**DATA PROVIDED**
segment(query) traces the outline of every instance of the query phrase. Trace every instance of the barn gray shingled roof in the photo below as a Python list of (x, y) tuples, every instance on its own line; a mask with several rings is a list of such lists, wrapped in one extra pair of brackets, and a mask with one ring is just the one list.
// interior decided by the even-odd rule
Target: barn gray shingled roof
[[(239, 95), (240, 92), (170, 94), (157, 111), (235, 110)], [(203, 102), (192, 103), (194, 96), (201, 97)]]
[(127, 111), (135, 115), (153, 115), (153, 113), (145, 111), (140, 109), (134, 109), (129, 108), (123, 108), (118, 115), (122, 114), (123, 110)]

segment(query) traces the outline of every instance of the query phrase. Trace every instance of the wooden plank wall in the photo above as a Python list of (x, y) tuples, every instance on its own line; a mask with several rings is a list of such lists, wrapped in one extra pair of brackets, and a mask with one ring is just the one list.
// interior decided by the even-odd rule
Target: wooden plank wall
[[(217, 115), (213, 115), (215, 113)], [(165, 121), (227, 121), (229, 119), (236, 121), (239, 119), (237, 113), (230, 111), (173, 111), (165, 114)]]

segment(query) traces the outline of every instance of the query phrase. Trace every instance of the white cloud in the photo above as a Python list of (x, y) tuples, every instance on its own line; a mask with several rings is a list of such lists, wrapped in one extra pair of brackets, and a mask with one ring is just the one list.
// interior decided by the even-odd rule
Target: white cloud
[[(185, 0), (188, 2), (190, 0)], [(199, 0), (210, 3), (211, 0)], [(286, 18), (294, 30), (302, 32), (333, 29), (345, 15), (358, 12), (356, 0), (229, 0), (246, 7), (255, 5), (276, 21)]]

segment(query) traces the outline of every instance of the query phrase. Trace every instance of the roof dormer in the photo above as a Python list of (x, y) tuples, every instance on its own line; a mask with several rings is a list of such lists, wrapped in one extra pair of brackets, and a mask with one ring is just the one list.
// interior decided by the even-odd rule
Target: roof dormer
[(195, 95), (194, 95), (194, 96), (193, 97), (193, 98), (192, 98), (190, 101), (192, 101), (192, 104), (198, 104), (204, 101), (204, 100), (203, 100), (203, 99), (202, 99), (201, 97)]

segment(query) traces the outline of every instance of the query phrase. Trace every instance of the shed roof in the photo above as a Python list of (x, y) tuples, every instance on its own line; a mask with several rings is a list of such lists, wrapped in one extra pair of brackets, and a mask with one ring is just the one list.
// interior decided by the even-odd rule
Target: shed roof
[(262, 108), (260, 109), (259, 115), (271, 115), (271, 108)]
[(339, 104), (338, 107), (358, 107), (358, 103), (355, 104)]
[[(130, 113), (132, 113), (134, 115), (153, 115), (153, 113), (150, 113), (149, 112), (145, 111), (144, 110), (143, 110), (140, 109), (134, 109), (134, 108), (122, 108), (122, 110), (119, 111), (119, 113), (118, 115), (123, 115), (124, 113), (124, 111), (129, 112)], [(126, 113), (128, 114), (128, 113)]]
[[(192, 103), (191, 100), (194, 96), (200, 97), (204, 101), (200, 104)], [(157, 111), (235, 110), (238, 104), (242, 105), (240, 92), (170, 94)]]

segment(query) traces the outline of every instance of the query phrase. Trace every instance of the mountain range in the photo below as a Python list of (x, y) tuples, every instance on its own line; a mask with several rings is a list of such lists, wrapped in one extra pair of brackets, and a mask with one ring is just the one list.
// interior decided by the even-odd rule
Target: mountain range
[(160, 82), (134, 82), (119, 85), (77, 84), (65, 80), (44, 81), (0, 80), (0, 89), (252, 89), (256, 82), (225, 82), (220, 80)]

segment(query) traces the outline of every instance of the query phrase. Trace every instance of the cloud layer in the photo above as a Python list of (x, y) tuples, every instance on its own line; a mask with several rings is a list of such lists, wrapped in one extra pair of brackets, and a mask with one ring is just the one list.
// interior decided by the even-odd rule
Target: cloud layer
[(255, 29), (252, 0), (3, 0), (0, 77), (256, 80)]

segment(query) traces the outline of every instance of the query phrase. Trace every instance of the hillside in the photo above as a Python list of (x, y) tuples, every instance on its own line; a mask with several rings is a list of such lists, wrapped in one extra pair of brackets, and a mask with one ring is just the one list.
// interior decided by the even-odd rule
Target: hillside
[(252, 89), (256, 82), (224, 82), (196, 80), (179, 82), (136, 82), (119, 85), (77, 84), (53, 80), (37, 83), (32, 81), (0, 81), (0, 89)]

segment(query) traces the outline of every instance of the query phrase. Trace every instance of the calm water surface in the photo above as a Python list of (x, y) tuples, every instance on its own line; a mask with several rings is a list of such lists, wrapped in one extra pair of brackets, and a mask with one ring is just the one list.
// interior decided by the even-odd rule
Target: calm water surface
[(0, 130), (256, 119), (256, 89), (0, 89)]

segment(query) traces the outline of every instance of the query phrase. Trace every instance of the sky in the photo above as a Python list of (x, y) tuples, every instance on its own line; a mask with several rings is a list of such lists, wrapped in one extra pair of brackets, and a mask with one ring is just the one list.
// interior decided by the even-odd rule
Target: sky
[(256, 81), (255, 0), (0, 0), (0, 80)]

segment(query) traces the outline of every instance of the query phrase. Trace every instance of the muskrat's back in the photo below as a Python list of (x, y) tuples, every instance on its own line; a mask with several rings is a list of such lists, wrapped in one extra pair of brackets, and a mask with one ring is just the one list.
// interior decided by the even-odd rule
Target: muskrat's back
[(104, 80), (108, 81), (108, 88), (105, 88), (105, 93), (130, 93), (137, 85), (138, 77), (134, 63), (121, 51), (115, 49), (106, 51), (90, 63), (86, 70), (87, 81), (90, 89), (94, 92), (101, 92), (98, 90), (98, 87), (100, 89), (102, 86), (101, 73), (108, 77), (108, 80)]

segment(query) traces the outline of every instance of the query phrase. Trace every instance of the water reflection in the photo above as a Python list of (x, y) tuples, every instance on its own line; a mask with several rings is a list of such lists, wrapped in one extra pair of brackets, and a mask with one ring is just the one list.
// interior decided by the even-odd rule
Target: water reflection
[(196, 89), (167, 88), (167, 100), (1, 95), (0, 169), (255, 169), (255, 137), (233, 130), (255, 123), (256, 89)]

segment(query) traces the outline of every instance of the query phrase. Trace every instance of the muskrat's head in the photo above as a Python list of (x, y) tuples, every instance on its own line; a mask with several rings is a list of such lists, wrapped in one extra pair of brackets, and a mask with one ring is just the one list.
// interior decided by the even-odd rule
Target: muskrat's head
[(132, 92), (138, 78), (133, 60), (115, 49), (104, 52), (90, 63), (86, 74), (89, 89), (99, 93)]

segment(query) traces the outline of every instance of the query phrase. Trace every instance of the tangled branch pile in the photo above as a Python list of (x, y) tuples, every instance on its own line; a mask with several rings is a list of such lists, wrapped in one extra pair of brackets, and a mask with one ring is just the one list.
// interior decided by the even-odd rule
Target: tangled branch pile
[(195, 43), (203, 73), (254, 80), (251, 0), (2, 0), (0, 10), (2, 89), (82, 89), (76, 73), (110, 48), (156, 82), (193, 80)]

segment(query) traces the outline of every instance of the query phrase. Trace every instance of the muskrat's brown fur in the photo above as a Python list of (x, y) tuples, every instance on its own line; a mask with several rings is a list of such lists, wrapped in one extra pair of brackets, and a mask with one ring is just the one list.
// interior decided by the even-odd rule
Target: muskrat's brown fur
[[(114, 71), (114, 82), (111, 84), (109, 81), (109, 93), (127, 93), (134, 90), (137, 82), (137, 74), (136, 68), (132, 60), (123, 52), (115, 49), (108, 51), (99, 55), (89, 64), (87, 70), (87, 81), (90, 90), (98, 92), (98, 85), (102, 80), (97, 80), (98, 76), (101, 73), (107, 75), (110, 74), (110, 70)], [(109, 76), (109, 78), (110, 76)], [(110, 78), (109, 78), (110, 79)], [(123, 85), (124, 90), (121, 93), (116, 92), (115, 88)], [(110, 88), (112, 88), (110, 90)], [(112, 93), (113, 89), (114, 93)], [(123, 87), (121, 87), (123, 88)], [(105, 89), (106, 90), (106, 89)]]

**SET EXERCISE**
Rewrite the lines from the one with "of the hillside" to the one with "Target: hillside" as a JSON list of strings, one string per line and no blank lines.

**ANSWER TO THE TASK**
[
  "segment(query) traces the outline of every instance of the query phrase. Trace every instance of the hillside in the photo above as a Python list of (x, y) tuples, every instance on its own line; a mask with several rings is a list of such lists, wrapped in one extra pair of brackets, and a mask with one ring is just the one list.",
  "// interior decided by the even-odd rule",
  "Target: hillside"
]